-- Begin Entries shown --

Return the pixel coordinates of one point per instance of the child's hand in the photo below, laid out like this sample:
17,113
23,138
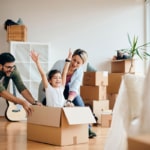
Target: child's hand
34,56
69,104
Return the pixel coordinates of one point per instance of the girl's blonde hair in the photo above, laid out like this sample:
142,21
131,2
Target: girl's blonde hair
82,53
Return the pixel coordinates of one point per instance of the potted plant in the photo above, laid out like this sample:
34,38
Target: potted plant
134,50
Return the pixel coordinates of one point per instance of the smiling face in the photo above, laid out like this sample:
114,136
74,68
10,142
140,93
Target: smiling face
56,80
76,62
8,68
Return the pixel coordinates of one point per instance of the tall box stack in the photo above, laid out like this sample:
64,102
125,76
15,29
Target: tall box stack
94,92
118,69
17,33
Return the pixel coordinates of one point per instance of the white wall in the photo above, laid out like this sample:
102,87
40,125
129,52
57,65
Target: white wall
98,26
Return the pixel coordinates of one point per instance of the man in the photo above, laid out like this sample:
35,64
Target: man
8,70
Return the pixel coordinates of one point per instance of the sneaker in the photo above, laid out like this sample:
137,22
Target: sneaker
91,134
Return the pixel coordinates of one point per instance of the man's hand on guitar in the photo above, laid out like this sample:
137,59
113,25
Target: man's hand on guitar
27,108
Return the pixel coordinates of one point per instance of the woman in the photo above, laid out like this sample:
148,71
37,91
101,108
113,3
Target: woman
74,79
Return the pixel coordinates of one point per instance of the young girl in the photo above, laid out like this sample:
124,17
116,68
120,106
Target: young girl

-- End Entries shown --
-- Begin Entries shown --

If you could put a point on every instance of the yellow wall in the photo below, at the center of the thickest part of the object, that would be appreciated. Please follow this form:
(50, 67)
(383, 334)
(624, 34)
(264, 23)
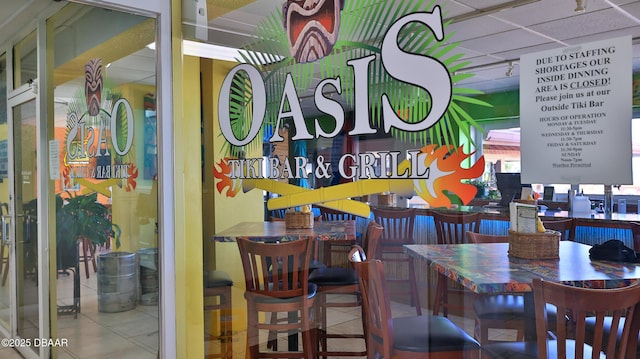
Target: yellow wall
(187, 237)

-- End Entries shown --

Directions —
Return the item lines verbatim, covering the stretch from the line containing "of the sneaker" through the line containing "Target: young girl", both included.

Output —
Return the pixel coordinates of one point per instance of the sneaker in the photo above, laid out like this sample:
137,22
Target: sneaker
91,134
Return the pixel coordinates of one point per instance of the man's hand on guitar in the photo above, laid out like this sample:
137,59
113,25
Target: man's hand on guitar
27,108
Return the pixel coordinates of one point per instance of the woman in the photo above, laid out like this sample:
148,71
37,91
101,108
113,3
Target: woman
74,79
Return the pixel coordinates of one point per instance of the young girl in the photo above, laid out like this sample:
124,17
116,68
120,106
Target: young girl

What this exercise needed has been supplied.